# [BLOC DE TEXTE]
⁂

La mobilisation de plusieurs élus des Hauts-de-France a fini par payer. Le ministère de l’Éducation nationale vient d’inscrire le picard et le flamand occidental sur la liste des langues régionales pouvant être enseignées à l’école.

Le jeudi 16 décembre restera comme une date historique pour les défenseurs des langues picarde et flamande. La raison ? C’est en effet depuis ce jour que ces deux langues sont inscrites officiellement dans une circulaire sur les langues et cultures régionales pouvant être enseignées dans l’Éducation nationale. Ce que cela signifie ? «Que ces deux langues pourront désormais être enseignées dans des écoles et des établissements des deux académies, dans le cadre des horaires habituels des élèves et dans le respect des programmes de langues vivantes de l’Éducation nationale», indique cette dernière dans un communiqué. L’enseignement du picard concerne l’académie d’Amiens et de Lille, celui du flamand ne concerne que l’académie de Lille.  

 

Sauver un patrimoine linguistique

À quelques jours de la sortie de la fameuse circulaire, plusieurs élus des Hauts-de-France étaient intervenus auprès du Premier ministre Jean Castex pour demander l’inscription du Picard sur la liste des langues pouvant être enseignées à l’école. Parmi ces élus, le sénateur de la Somme, Laurent Somon – il est accompagné dans sa démarche du sénateur de Pyrénées-Atlantiques Max Brisson et de ses collègues du nord Éric Bocquet et Jean-Pierre Decool –, et le président du Département, Stéphane Haussoulier. Chacun dans un courrier, ils se faisaient écho de la surprise de l’Agence régionale pour la langue picarde de ne pas voir la langue picarde figurer dans le texte au même titre que le breton, le corse, l’alsacien, mais aussi le flamand occidental et le franco-provençal.

⁂

# [SEGMENT DE DONNÉES]
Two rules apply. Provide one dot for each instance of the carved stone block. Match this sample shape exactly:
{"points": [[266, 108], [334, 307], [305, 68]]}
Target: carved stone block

⁂

Répondez aux questions suivantes d'après le texte sur l'enseignement du picard et du flamand :
(a) Quel jour le picard et le flamand ont-ils été inscrits dans la circulaire ?
(b) Quelle académie l'enseignement du flamand concerne-t-il ?
(c) De quel département Max Brisson est-il sénateur ?
Fondez-vous uniquement sur le bloc de texte, sans recourir au matériel.

(a) Le jeudi 16 décembre.
(b) Uniquement l'académie de Lille.
(c) Des Pyrénées-Atlantiques.